[GIVEN INSTRUCTION A]: Retype the lines of the data items listing verbatim, starting at the line that contains "Objective: locate each instance of the row" and ending after the line that contains "Target: treeline".

[SOURCE EXCERPT]:
..........

Flicken's Blog

Ich bin Flicken, ja! Traditional Islam, food, guns, camping, grammar, Canadianna, Arabic, stuff.

Saturday, March 14, 2009

Egypt: A Quick & Dirty Guide

I've explained the main sites to see in Egypt a couple of times. Now that someone asked me about it again, I decided to commit it to writing.

Disclaimer

I should start by saying this is not a substitute for proper planning or a proper visitor's guide. I mainly go to Egypt to visit family, and stay with family. My site seeing is (relatively) limited and my home town is Alexandria, not the capital, Cairo.

What Egypt Is Not

Egypt is not Europe or North America. It's a poor country. Some places are dirty and disgusting. If you're not careful, you're likely to get sick and ripped off. The people are poor. They will see a dollar sign on your head. Some people will try to rip you off. You need to know how to negotiate well.

..........

[GIVEN INSTRUCTION B]:
Answer these questions from the Egypt guide:
(i) What city does the writer name as home town?
(ii) On what date was the post published?
(iii) What skill does the post say a visitor needs to have?

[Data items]
..........

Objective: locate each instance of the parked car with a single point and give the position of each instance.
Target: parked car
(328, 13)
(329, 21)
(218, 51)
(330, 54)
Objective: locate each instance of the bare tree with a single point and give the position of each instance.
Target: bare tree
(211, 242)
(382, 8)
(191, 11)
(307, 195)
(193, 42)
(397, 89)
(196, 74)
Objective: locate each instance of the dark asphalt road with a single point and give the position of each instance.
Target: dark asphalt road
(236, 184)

..........

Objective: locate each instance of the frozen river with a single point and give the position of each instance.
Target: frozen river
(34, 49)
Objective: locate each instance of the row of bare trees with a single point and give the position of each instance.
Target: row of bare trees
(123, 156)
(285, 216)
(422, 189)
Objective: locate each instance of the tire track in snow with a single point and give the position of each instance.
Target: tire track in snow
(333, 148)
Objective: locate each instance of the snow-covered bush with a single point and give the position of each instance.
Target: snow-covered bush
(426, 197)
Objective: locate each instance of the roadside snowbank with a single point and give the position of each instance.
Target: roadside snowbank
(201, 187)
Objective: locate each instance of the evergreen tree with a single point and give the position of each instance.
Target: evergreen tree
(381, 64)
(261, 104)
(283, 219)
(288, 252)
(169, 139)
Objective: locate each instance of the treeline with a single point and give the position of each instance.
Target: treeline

..........

[FULL OUTPUT A]:
Objective: locate each instance of the row of bare trees with a single point and give the position of each instance.
Target: row of bare trees
(123, 156)
(285, 216)
(422, 189)
Objective: locate each instance of the tire track in snow with a single point and give the position of each instance.
Target: tire track in snow
(333, 148)
Objective: locate each instance of the snow-covered bush with a single point and give the position of each instance.
Target: snow-covered bush
(426, 197)
Objective: locate each instance of the roadside snowbank with a single point and give the position of each instance.
Target: roadside snowbank
(201, 187)
Objective: locate each instance of the evergreen tree with a single point and give the position of each instance.
Target: evergreen tree
(381, 64)
(261, 104)
(283, 219)
(288, 252)
(169, 139)
Objective: locate each instance of the treeline with a single point and give the position of each instance.
Target: treeline

[FULL OUTPUT B]:
(i) Alexandria
(ii) Saturday, March 14, 2009
(iii) Knowing how to negotiate well